YOUR INSTRUCTIONS: Copy out every item below, swapping each "caterpillar" for "larva" and leaving all other text untouched.
>> START EXTRACTED RECORDS
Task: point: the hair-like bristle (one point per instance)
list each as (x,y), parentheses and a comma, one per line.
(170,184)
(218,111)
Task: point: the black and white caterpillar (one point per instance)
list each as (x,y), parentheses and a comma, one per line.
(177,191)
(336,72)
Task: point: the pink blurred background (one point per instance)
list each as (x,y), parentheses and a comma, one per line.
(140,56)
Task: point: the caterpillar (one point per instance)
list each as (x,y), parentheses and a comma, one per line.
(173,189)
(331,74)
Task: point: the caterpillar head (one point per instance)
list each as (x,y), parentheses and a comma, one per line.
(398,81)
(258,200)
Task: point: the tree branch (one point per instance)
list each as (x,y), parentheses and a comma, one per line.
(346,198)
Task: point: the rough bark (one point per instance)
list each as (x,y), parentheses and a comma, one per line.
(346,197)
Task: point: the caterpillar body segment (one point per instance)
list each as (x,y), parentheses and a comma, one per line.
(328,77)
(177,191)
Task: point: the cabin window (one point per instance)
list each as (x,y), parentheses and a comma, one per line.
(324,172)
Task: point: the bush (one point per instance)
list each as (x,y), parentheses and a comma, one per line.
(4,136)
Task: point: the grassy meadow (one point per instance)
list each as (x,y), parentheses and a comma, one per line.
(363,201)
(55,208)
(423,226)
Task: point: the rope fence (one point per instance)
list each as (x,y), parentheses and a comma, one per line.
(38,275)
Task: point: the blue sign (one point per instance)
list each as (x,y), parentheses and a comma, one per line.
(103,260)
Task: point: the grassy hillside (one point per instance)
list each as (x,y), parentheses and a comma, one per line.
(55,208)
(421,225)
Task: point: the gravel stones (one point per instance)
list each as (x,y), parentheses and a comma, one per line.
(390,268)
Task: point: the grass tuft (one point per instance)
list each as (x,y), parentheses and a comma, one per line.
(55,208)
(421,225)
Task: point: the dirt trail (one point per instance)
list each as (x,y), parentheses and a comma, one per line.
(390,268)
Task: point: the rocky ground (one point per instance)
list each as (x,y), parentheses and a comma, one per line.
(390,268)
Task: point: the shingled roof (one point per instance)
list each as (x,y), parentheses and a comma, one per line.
>> END EXTRACTED RECORDS
RESULT FOR THIS TASK:
Task: point: the hair-like bristle (one point per instance)
list each as (x,y), parentheses and a comma, one per line.
(170,184)
(218,111)
Task: point: the black and white larva (one point per instance)
list each as (x,y), parentheses and a comma, one per line.
(177,191)
(336,72)
Task: point: the pink blurred background (one point per instance)
list each as (x,y), parentheses and a comma, one per line.
(140,56)
Task: point: the larva (one point per instance)
list each as (x,y), parentheses and a comma, one per line.
(173,189)
(331,74)
Task: point: the larva head (one point per instance)
list each as (x,y), parentheses and a comma, one per line.
(398,81)
(258,200)
Task: point: the tree branch (one point per instance)
list each as (x,y), parentheses and a comma, one per line.
(346,198)
Task: point: the rough bark (one point per instance)
list each as (x,y), parentheses and a comma, one per line.
(346,197)
Task: point: the larva body segment (one point per instance)
list each as (x,y), parentheses and a comma, one per line.
(328,77)
(177,191)
Task: point: the cabin window (one point per instance)
list each as (x,y), parentheses and a comma, one per line.
(324,172)
Task: point: the bush (one point per instance)
list each as (x,y), parentheses and a comma, one per line.
(4,136)
Task: point: the grassy meadow (one point per instance)
list each as (x,y), parentheses and a comma, one per line.
(363,201)
(55,208)
(423,226)
Task: point: the rope fence (one point per instance)
list each as (x,y), parentheses and a comma, one per line.
(38,275)
Task: point: the blue sign (one point per instance)
list each as (x,y), parentheses and a comma, one per line.
(103,260)
Task: point: the grassy hillside (one point per instance)
list each as (x,y), parentheses and a comma, one per line.
(55,208)
(421,225)
Task: point: the gravel stones (one point per instance)
list each as (x,y), parentheses and a comma, one per line.
(390,268)
Task: point: the grass tuft (one point per instance)
list each as (x,y), parentheses and a comma, one per line.
(55,208)
(421,225)
Task: point: the dirt trail (one point per instance)
list each as (x,y), parentheses and a comma, one per line.
(390,268)
Task: point: the rocky ground (one point per instance)
list each as (x,y), parentheses and a comma, one per line.
(390,268)
Task: point: the shingled roof (one point per instance)
list each as (x,y), parentheses and a comma, one per line.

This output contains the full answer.